*** RECORD EXCERPTS

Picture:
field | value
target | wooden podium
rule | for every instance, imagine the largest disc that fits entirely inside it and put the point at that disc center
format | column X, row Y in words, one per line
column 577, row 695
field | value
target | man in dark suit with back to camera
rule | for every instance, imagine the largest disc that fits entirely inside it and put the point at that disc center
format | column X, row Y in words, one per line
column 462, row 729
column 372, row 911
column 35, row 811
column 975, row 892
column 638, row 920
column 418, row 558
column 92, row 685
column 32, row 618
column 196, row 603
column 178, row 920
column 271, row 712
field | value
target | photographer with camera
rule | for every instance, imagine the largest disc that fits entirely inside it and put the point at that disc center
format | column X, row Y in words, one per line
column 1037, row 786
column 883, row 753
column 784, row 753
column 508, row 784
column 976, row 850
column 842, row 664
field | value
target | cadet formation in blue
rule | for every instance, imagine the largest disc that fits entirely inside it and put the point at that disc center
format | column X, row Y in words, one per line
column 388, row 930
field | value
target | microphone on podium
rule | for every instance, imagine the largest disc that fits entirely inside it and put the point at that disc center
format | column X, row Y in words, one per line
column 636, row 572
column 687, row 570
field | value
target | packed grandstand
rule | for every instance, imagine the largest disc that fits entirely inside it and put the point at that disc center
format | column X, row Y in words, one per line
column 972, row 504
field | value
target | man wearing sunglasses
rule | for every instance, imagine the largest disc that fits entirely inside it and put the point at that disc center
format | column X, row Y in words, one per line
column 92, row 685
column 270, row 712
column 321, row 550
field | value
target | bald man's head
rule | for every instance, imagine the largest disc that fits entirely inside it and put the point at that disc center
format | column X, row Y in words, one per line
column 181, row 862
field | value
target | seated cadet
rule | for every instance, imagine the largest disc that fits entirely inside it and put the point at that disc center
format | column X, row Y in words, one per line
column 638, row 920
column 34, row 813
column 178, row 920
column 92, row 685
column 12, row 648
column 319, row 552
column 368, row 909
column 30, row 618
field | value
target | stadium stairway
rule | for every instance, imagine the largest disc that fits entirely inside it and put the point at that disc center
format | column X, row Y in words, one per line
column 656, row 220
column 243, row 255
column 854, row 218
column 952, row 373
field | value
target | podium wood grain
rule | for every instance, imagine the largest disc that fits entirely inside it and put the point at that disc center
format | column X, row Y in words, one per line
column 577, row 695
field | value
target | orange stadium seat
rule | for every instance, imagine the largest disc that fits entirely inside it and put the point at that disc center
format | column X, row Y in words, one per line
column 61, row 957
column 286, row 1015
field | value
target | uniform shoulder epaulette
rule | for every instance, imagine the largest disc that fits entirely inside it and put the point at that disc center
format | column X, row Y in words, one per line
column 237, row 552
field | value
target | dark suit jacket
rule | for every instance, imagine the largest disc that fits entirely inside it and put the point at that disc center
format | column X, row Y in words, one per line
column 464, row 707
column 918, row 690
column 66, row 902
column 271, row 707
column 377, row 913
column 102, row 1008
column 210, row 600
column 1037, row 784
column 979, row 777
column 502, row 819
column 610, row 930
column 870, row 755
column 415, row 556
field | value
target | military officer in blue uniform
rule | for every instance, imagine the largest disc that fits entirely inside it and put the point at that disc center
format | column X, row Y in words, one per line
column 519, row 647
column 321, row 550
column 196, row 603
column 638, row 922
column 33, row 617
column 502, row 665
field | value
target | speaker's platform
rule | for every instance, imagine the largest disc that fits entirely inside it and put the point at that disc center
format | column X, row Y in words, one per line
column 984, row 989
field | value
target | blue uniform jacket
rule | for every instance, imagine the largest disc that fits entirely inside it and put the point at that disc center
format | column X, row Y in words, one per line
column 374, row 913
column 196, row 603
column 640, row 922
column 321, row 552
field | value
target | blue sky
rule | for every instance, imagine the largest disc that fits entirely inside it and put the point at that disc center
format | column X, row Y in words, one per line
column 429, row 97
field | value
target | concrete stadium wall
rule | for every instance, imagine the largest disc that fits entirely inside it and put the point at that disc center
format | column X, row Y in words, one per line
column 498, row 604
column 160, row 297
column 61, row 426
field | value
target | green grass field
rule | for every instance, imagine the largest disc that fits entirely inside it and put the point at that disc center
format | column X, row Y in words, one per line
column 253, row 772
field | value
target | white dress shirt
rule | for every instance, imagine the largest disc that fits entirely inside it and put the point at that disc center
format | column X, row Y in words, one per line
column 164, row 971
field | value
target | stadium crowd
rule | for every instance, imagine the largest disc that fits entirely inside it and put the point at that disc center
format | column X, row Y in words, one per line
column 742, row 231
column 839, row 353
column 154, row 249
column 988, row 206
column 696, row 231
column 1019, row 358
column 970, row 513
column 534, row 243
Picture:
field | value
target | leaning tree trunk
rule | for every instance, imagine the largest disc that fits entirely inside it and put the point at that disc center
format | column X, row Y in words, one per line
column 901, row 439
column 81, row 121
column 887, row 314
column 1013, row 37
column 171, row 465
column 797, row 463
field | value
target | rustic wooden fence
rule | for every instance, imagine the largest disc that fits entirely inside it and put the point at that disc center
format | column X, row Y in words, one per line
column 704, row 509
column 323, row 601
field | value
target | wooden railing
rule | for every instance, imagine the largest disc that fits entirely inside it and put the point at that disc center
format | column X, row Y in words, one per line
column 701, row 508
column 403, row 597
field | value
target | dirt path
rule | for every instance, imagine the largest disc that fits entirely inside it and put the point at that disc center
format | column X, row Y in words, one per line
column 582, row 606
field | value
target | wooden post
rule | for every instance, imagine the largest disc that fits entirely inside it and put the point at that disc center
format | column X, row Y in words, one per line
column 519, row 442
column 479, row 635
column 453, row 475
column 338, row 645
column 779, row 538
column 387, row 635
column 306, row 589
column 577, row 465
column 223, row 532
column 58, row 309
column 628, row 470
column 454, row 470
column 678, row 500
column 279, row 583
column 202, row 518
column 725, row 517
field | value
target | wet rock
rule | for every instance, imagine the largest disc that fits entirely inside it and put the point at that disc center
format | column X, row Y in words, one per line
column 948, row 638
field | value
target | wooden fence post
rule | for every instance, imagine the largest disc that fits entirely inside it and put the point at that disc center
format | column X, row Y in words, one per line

******

EXERCISE BRIEF:
Show every line in the records above that contains the word "podium", copying each of those lines in full.

TASK OUTPUT:
target | wooden podium
target | microphone on podium
target | podium wood grain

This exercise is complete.